Gal pals: they are a Thing

October 1, 2009

I adore my guy friends, but I vowed recently to work harder on my special female friendships, and so far I am really loving it. And I recently had a very shocking experience that brought painfully home to me how much I need to work on this issue of judging women based on their appearances. I will get to that in a moment. Really knocked me out. Let me get to it in a proper order. This may take a few posts strung out over several days because I got a lot of dogs in the fire these next few days, stanimal. (Totally pointless Frisky Dingo reference.)

First things first!, my breasts wanted to let you know that there is a girl named Panda Eraser and she makes things all crafty style and has a blog, and that is kind of a big deal, mmkay?

That night was an adventure, eh, madame? By the way. Be Nice or Else. (This is legitimately one of the slogans at the not-to-be-named cosmetology school through which Panda Eraser is slogging with admirable style and elan despite their attempts to drag her down; e.g. ‘Whoa, how do you make purple? Mix red and blue? Are you serious?’ and a poster which said ‘Your Amazing’. Don’t let the turkeys grind you down, Virgo Vixen — with god, Guinness, and Ekitty as your copilot, you will triumph.)

The morning after I took that picture, Miss D and I had a hotty boom botty date to pick out the flowers for her and Paolo’s wedding (t minus: TEN DAYS eeeek). I was reading a Lally Weymouth article in Newsweek before she pulled up, and, as I climbed in the car, after a hug and greeting, my opening salvo was, “Man, I was reading this interview with Mahmoud Ahmadinejad, and they asked him how could he deny the Holocaust. I have to say, his answers were really surprising.”

Aren’t I just the socially smoothest? Like, “Hello and oh, I’m very excited to be part of picking the flowers for the happiest day of your and Paolo’s lives, and we just got over worrying about P’s mom’s recovery from freaking double masectomy possibly conflicting with the wedding day (surgery was postponed), and we’re taking care of thousands of details this week for this important step in the path of your life’s journey together but, hey, can I take a moment of your time to talk about Iranian holocaust deniers? That’s cool, right?” Like, way to stomp on the beautiful shiny optimism of the morning, Elizabeth.

Thank god she is a woman of intellect as well as heart. Not missing a beat, Miss D said, “What did he say? I’m curious.” We agreed we’d only heard ignorant American perspectives on Holocaust denial, but nothing from a Middle Eastern politician. Because that is all normal ladies’ behavior of a Wednesday morning on your way to get wedding flowers. Actually, he did have interesting responses, interesting in the sense of I-had-not-heard-of-that, but it is the same old anti-Semitism you can find in any country with jerks in it which is to say humans in it (total bullshit). Obviously he has a unique perspective because of Iran’s relationship with Palestine and he was positioning himself very diplomatically based on that, but he was saying disgraceful and inexcusable things about Israel, Judaism, and the behavior of Jews in Germany during WWII, to my mind, but that is neither here nor there. (Read the interview online here at the Newsweek website.)

Anyway, having discussed international politics and effectively hammered that shit out, we turned our attention back to the domestic front and went and got the flower situation all nailed down, is the point. Although at first we are pretty sure they thought we were marrying each other, and while watching them stammer to be PC and glance back and forth between us constantly was fun, I eventually clarified, “She is the bride. I’m just a friend who’s helping.” When I told Christo this, he suggested we should have kept them going and tried to muscle a discount from their obvious discomfort. Central Valley’s nearly benignly generic homophobia = just peaches and cream.

Shoot, I need to go for right now. Got to smog my car. I’ll schedule this to post for later and hopefully I’ll be able to turn right back around and finish up. I have more to say, it involves big hair and blondes and me being a terrible reverse discriminator who needs to step down off my aren’t-I-so-cool-for-not-being-cool high horse before the altitude makes me ill in the Bad Way.
####################
▶ [TASK 1]: List every proper place name that appears in the blog post.
▶ [TASK 2]: Reproduce the stretch of the blog post from "Aren’t I just" through "the morning, Elizabeth." word for word.
Work only from the blog post above.

▶ [DATA]:
####################
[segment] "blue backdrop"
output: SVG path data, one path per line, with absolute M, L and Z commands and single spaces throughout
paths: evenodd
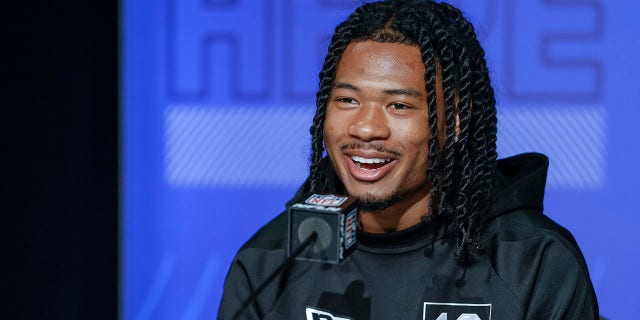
####################
▶ [EXERCISE SOLUTION 1]: Iran, Palestine, Israel, Germany, Central Valley

▶ [EXERCISE SOLUTION 2]:
Aren’t I just the socially smoothest? Like, “Hello and oh, I’m very excited to be part of picking the flowers for the happiest day of your and Paolo’s lives, and we just got over worrying about P’s mom’s recovery from freaking double masectomy possibly conflicting with the wedding day (surgery was postponed), and we’re taking care of thousands of details this week for this important step in the path of your life’s journey together but, hey, can I take a moment of your time to talk about Iranian holocaust deniers? That’s cool, right?” Like, way to stomp on the beautiful shiny optimism of the morning, Elizabeth.